Mutations de la SHD11B2 causant un AME léger de type 2. (A) P227 forme un coude dans la boucle et contribue à positionner correctement Y226 pour interagir de manière optimale avec le substrat. Une augmentation de la flexibilité de la boucle dans la mutation P227L entraîne un mauvais alignement de Y226. (B) La liaison hydrogène entre R279 et N171 est l’une des nombreuses liaisons qui maintiennent les feuillets β4 et β6 ensemble. Elle oriente également la chaîne latérale de N171 pour interagir avec le NAD+. La mutation en cystéine entraîne la perte de ces interactions. (C) Les interactions R359-I350 maintiennent l’hélice-tourne-hélice. La mutation R359W introduit une flexibilité dans la région.

[Données de localisation de points]
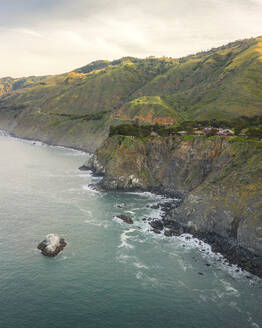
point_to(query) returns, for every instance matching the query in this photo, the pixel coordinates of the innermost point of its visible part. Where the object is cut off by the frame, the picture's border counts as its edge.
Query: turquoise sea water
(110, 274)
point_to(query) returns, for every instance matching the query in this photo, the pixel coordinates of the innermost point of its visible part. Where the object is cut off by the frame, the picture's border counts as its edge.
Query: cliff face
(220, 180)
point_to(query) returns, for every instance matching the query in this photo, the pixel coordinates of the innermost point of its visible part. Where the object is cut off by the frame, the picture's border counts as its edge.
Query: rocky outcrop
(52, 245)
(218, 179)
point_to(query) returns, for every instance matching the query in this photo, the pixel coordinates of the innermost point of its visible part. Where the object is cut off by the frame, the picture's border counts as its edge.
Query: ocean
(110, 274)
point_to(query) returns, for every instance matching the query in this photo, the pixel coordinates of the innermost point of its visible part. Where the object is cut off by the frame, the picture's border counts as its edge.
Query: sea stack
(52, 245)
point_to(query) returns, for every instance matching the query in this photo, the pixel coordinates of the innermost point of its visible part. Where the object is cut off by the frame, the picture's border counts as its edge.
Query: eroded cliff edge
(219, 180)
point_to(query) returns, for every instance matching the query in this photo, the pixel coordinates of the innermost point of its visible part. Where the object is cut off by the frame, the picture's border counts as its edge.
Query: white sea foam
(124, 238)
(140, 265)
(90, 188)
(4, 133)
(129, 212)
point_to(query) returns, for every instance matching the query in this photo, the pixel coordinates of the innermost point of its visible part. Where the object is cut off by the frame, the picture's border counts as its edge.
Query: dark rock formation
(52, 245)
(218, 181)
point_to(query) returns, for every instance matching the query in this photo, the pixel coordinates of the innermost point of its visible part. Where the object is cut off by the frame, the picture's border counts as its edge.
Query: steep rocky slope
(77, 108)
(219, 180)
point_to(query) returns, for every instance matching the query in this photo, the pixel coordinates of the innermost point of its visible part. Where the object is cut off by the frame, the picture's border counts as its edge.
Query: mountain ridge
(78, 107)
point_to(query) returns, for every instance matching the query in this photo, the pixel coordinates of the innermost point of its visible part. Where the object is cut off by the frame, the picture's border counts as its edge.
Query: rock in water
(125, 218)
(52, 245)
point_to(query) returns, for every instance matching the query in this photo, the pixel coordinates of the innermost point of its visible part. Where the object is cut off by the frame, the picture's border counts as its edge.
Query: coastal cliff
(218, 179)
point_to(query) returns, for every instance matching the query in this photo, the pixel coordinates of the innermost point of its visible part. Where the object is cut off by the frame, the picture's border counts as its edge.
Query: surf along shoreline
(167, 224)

==

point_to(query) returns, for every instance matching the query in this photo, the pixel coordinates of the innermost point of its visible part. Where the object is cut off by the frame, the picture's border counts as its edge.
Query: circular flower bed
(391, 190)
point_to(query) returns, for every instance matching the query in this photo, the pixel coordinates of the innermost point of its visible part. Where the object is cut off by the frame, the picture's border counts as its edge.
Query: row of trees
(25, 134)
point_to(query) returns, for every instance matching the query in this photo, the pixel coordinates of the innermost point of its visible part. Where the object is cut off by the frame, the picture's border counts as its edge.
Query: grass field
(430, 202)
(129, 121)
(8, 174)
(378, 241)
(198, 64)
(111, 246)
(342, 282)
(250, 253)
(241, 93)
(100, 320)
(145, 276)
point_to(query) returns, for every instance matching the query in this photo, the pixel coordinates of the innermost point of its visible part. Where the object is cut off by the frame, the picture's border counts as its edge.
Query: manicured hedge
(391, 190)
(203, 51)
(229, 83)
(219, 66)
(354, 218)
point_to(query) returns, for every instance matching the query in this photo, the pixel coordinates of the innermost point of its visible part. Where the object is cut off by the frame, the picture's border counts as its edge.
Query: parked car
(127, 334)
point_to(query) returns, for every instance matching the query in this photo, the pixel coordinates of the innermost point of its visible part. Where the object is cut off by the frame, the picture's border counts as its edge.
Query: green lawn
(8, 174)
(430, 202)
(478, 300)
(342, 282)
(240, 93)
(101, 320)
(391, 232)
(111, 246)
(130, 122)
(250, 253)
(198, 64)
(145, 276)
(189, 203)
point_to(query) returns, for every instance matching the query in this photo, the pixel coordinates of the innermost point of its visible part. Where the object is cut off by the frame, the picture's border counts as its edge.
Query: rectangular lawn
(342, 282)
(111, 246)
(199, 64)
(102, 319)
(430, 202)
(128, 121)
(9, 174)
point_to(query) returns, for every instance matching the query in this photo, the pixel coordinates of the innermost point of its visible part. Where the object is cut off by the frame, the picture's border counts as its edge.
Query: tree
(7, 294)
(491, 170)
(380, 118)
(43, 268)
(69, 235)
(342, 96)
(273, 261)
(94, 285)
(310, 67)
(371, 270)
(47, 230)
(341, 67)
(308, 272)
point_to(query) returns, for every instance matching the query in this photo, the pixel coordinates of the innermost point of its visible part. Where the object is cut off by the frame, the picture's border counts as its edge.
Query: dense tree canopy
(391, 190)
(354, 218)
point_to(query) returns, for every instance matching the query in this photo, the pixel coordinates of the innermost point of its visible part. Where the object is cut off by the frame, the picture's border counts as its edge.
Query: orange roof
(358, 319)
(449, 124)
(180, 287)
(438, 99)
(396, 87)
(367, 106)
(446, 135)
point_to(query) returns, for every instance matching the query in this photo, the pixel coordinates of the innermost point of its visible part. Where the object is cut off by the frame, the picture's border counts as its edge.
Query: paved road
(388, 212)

EXERCICES À TRAITER:
1/ Répondez brièvement d'après le texte sur les mutations de la SHD11B2.
(a) Quel résidu P227 contribue-t-il à positionner correctement ?
(b) Quels feuillets la liaison hydrogène entre R279 et N171 aide-t-elle à maintenir ensemble ?
(c) Quelle structure les interactions R359-I350 maintiennent-elles ?
2/ Poursuivez le texte sur les mutations de la SHD11B2 en reprenant après sa dernière phrase.

CORRIGÉ DES ACTIVITÉS:
1/
(a) Le résidu Y226.
(b) Les feuillets β4 et β6.
(c) L'hélice-tourne-hélice.

2/
Deux mutations non conservatrices censées perturber la structure tertiaire de HSD11B2 ont été identifiées chez des patients atteints d’AME de type 2. R279 forme une liaison hydrogène avec le squelette de N171, ce qui contribue à maintenir et à stabiliser l’environnement local de la protéine (Fig. 5B). Le remplacement de R279 par un résidu qui ne forme pas de liaison hydrogène, comme dans la mutation R279C, entraîne une légère atténuation, mais pas une élimination totale de l’activité HSD11B2 (24), ce qui correspond à un phénotype clinique léger (Fig. 5B). Une autre mutation non conservatrice, R359W, modifie les propriétés de la chaîne latérale de chargée à hydrophobe. Cela modifie l’interaction locale dans la structure de la protéine, dans laquelle la chaîne latérale chargée positivement de R359 forme une liaison hydrogène avec l’oxygène carbonyle du squelette de I350 (Fig. 5C). La perte de cette interaction contribue à l’amélioration de la flexibilité structurelle, entraînant une atténuation de l’activité enzymatique. Il faut noter que les deux R279C et R359W provoquent une perturbation minimale des interactions intramoléculaires et se produisent près de la surface de la protéine.